Gestellte Aufgabe A = Nenne sämtliche Überschriften im Textauszug zur Solvabilität der privaten Krankenversicherer, einschließlich des Titels.

Angezeigter Textauszug =
Solvabilität der PKV-Versicherer: Die Kapitalpuffer bleiben gut gepolstert
Die Solvabilität der Privaten Krankenversicherer (PKV) in Deutschland befindet sich in einem guten Zustand. Die Gesellschaften verfügen - wie der aktuelle map-report 939 zeigt - alle über ausreichend Eigenmittel, um ihre Verpflichtungen auch bei unerwarteten Risiken abzudecken. In der Höhe variiert sie jedoch deutlich zwischen den Anbietern.
PKV-Solvenzquoten über die Jahre stabil
Seit dem Start des Solvency-II-Aufsichtsregimes im Jahr 2016 hat sich die Solvenzquote1 zu einer der zentralen Kennzahlen der Versicherungswelt entwickelt. Sie ist ein entscheidender Indikator dafür, ob ein Versicherer über genügend Eigenmittel verfügt, um selbst in Extremszenarien finanziell stabil zu bleiben. In der Lebensversicherung unterlag diese Quote in den letzten Jahren teils deutlichen Schwankungen. Anders hingegen in der Privaten Krankenversicherung (PKV): Hier zeigten sich die Solvenzquoten bemerkenswert robust und konnten im Branchendurchschnitt sogar kontinuierlich gesteigert werden, wie der map-report aus dem Hause Franke und Bornberg regelmäßig belegt. Ein wesentlicher Vorteil der PKV liegt dabei in ihrer Flexibilität – sie kann ihre Beiträge an veränderte Rahmenbedingungen anpassen. Das verschafft ihr nicht nur Stabilität, sondern sorgt auch dafür, dass ein erheblicher Teil des Risikos auf die Versicherten übergeht.
PKV-Versicherte erwarten Stabilität – die Bewertung ist jedoch komplex
In der Kundenberatung dient die Solvenzquote oft als greifbares Signal für die finanzielle Stärke eines Versicherers – und wird dabei nicht selten auch als Marketinginstrument eingesetzt , insbesondere von Vertriebsorganisationen und Versicherungsvermittlern, die sie zur Untermauerung der Sicherheit und Zuverlässigkeit des jeweiligen Anbieters nutzen. Und in der Tat ist die Kennzahl für PKV-Versicherte durchaus von Bedeutung: Sie möchten schließlich darauf vertrauen können, dass ihr Anbieter auch langfristig zahlungsfähig bleibt und seine Leistungsversprechen selbst in schwierigen Zeiten verlässlich erfüllt.
Gleichzeitig gibt es immer wieder Kritik an den Anforderungen und Berechnungsmethoden von Solvency II. Diese gibt es insbesondere wegen ihrer Komplexität und mangelnden Transparenz. Kleinere Versicherer sehen sich mit übermäßig komplizierten Vorgaben konfrontiert, während die Berechnungen für Außenstehende kaum nachvollziehbar sind. Die Bewertung nach dem Marktwertprinzip führt zu starker Volatilität in der Solvenzquote, obwohl sich das reale Risiko kaum ändert. Kritisiert werden auch pauschale Annahmen der Standardformel , die unternehmensspezifische Risiken nicht immer angemessen abbilden. Dabei ist die Standardformel ein einheitliches Berechnungsschema der Aufsicht zur Bestimmung des Solvenzkapitals, das auf einem modularen Ansatz basiert und pauschale Annahmen über Risiken verwendet.

(Zeilen mit Positionsannotationen)

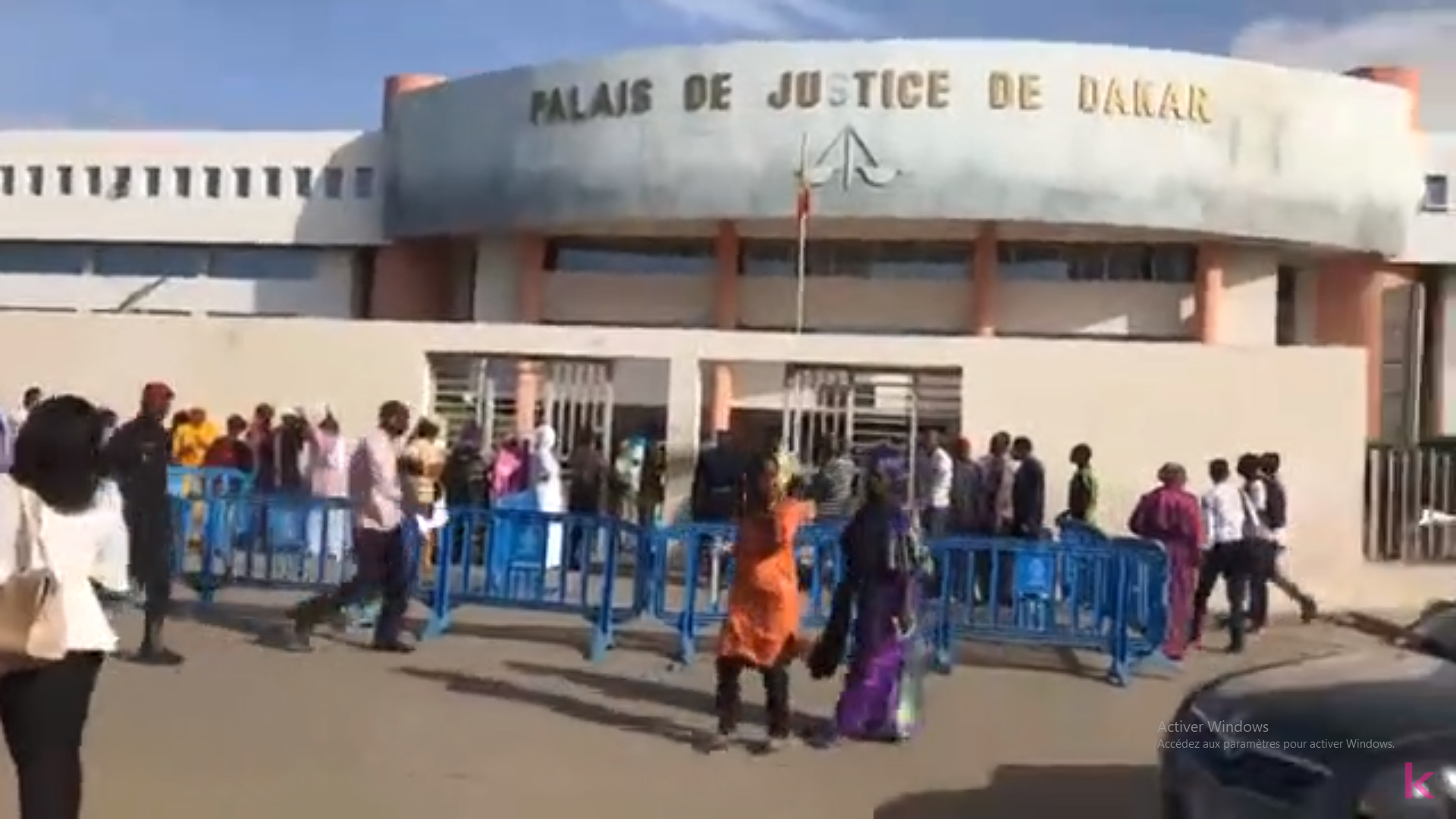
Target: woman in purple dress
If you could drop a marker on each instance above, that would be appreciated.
(871, 610)
(1171, 516)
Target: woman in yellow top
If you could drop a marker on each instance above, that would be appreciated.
(427, 452)
(193, 438)
(764, 607)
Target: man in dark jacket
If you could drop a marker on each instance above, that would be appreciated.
(1028, 491)
(137, 457)
(718, 482)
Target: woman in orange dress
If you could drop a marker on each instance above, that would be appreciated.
(764, 607)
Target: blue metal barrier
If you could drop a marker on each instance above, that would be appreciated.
(201, 483)
(1084, 591)
(267, 541)
(692, 567)
(542, 561)
(1106, 595)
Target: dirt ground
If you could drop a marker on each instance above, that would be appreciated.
(506, 719)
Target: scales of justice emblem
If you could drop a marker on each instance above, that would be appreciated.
(846, 161)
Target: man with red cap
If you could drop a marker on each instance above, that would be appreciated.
(139, 453)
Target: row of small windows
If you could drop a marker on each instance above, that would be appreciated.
(178, 261)
(880, 260)
(213, 183)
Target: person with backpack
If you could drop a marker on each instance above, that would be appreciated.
(1276, 516)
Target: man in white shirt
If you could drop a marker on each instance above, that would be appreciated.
(378, 493)
(1228, 554)
(934, 475)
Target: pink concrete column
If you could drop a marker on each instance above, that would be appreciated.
(530, 309)
(1348, 308)
(728, 249)
(1348, 314)
(1207, 295)
(983, 283)
(411, 276)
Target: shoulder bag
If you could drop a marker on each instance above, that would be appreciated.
(33, 623)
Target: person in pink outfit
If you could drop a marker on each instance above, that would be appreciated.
(509, 469)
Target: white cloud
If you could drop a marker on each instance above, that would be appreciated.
(1414, 38)
(770, 18)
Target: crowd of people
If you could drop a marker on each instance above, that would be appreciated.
(88, 499)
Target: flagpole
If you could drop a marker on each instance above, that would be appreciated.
(801, 213)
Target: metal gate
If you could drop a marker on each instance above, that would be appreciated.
(576, 398)
(471, 388)
(867, 410)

Gestellte Aufgabe B = Ermittle die Anzahl der Zeilen, in denen die Zeichenfolge „with“ vorkommt. Gib ausschließlich die Zahl aus.

Lösung A =
- Solvabilität der PKV-Versicherer: Die Kapitalpuffer bleiben gut gepolstert
- PKV-Solvenzquoten über die Jahre stabil
- PKV-Versicherte erwarten Stabilität – die Bewertung ist jedoch komplex

Lösung B = 2